● GOAL
Please return, copied in full, each line of the items below that contains the string "target".

======== DATA FOR PROCESSING

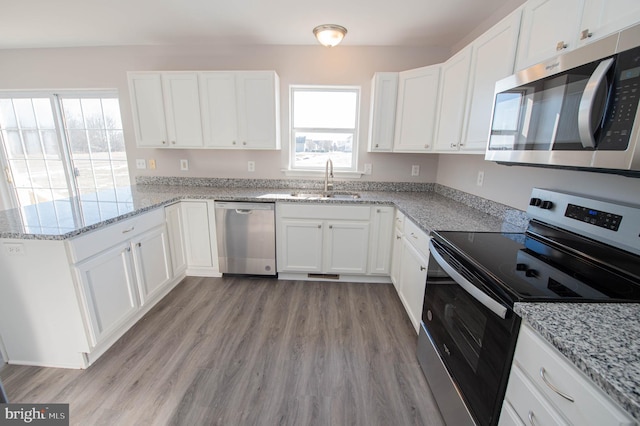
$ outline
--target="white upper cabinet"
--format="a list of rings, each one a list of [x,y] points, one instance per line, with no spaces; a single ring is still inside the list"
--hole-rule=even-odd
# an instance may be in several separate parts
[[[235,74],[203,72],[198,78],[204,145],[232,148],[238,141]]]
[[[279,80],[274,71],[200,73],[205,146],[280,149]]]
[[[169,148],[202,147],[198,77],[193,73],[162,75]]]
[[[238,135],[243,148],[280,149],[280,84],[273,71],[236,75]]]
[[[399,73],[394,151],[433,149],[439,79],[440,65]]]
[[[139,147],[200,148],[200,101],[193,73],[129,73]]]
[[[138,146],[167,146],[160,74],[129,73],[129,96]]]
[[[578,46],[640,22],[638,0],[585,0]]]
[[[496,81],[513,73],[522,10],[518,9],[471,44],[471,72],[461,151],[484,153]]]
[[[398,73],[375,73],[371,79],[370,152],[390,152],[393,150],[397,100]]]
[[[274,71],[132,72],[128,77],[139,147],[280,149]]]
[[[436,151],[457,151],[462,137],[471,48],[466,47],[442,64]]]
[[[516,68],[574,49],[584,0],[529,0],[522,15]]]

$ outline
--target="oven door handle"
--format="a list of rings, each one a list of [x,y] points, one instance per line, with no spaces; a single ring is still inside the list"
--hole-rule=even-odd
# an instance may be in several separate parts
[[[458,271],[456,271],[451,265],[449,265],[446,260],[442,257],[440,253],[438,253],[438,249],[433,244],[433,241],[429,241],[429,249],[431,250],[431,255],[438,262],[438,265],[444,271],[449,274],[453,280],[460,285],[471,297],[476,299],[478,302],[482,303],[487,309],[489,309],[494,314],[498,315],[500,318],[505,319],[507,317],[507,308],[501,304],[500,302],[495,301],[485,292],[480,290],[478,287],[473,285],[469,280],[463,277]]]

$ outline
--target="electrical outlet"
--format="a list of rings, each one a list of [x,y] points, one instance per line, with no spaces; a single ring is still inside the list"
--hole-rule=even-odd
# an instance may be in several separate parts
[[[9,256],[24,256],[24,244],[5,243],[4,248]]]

================
======== DATA FOR PROCESSING

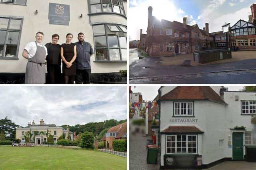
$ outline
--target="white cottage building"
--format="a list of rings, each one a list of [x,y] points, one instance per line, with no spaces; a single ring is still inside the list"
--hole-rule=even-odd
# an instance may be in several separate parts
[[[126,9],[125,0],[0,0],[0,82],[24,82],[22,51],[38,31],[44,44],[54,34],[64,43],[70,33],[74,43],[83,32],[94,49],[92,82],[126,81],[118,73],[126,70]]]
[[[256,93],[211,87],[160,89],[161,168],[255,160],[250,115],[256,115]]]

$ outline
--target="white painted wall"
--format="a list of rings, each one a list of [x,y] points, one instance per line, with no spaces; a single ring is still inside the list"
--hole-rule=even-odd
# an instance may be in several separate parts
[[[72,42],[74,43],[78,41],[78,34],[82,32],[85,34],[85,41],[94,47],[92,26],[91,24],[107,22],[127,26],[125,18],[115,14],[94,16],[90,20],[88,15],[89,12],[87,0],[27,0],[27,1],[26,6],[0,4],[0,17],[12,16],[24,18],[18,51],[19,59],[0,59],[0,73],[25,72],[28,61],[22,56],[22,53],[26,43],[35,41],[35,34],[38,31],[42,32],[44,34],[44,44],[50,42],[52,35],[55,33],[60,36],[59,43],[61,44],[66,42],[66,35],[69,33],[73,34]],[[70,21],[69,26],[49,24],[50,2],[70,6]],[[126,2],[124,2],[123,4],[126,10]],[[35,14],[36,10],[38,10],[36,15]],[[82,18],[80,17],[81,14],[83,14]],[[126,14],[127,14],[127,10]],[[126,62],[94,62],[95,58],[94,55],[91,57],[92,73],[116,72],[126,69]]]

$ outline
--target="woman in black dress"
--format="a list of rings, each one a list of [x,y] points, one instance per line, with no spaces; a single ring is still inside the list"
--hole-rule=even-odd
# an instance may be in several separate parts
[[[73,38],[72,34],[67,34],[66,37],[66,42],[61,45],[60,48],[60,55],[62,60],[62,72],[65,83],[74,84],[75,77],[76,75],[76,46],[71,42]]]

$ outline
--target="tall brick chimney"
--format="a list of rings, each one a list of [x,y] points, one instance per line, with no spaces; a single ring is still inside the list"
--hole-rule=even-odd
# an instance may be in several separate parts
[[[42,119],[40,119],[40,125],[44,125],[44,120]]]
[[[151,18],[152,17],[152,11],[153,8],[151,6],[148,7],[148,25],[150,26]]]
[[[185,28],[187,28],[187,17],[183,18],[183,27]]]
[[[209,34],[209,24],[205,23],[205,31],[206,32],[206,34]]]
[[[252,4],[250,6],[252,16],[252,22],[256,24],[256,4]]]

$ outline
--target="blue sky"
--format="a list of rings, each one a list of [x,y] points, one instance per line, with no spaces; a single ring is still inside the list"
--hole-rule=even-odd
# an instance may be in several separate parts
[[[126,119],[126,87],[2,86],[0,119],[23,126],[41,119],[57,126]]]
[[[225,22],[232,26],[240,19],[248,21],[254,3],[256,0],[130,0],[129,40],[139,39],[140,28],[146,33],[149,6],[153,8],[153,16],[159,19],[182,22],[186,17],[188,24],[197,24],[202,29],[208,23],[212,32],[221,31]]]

================

● CORRECT ANSWER
--target="white upper cabinet"
--target="oven door handle"
--target="electrical outlet"
--target="white cottage building"
--target="white painted wall"
--target="woman in black dress"
--target="tall brick chimney"
--target="blue sky"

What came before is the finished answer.